• Exercise brief: State how many lines in the records below contain the string "collar", and give nothing besides that number.
**** Source material ****
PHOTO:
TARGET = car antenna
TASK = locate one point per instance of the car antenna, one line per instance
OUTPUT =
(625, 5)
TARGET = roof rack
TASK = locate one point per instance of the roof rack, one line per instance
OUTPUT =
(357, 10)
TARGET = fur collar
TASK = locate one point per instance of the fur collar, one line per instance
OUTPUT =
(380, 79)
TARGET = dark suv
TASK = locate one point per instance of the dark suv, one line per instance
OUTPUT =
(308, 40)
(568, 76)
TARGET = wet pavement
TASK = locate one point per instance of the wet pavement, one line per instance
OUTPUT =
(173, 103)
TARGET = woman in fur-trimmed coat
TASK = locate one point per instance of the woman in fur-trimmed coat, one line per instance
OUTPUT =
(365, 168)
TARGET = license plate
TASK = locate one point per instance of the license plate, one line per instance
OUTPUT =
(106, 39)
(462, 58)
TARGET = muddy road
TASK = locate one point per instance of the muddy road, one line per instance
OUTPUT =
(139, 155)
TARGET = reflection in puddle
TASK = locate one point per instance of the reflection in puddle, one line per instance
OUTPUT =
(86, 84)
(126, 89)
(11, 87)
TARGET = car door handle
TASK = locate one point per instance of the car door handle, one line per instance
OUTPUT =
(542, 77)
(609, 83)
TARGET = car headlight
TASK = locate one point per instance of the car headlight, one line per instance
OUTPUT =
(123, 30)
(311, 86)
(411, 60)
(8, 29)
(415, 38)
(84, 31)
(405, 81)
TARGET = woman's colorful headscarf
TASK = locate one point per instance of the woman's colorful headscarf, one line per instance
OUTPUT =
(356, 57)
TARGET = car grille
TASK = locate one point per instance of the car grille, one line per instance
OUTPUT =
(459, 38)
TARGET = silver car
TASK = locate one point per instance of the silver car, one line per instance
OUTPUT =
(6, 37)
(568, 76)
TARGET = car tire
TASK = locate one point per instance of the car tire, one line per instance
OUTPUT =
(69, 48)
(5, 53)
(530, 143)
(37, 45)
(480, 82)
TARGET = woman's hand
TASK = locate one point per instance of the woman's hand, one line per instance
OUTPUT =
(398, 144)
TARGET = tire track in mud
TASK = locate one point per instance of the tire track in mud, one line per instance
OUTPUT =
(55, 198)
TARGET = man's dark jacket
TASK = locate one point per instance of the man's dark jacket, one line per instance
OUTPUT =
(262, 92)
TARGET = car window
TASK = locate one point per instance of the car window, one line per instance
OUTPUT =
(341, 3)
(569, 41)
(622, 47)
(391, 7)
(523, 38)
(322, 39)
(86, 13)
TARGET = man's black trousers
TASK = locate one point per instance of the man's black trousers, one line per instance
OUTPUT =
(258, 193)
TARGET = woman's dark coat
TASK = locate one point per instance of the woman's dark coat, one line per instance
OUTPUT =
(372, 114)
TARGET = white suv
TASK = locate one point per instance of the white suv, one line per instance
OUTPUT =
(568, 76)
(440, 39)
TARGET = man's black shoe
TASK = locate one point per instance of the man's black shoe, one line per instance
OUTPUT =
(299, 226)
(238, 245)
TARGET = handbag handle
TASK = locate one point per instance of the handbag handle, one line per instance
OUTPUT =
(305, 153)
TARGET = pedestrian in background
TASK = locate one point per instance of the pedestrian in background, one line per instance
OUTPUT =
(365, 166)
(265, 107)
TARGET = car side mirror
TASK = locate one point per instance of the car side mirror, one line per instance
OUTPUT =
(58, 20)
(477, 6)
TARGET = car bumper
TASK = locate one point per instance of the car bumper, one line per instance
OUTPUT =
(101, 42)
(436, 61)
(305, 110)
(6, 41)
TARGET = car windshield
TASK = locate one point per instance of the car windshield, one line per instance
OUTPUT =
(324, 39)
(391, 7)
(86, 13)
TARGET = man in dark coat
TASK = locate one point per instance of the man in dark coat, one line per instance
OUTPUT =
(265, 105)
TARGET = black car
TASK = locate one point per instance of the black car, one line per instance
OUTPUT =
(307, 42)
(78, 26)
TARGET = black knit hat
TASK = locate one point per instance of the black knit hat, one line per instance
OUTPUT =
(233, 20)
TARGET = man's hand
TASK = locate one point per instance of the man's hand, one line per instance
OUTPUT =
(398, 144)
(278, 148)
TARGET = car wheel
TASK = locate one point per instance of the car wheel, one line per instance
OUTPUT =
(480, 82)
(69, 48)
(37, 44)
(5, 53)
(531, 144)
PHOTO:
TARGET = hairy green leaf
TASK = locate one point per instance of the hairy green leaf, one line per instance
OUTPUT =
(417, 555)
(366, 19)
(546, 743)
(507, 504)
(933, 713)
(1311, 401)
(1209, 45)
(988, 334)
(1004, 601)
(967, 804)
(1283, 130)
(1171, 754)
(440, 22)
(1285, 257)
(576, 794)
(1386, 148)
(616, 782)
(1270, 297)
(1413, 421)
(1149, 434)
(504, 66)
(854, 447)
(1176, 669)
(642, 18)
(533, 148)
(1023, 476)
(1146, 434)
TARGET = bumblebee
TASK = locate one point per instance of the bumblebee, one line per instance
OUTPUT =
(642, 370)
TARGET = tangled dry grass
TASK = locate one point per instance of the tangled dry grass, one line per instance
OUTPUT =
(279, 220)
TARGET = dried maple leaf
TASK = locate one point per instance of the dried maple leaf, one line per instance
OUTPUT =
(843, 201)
****
• Exercise response: 2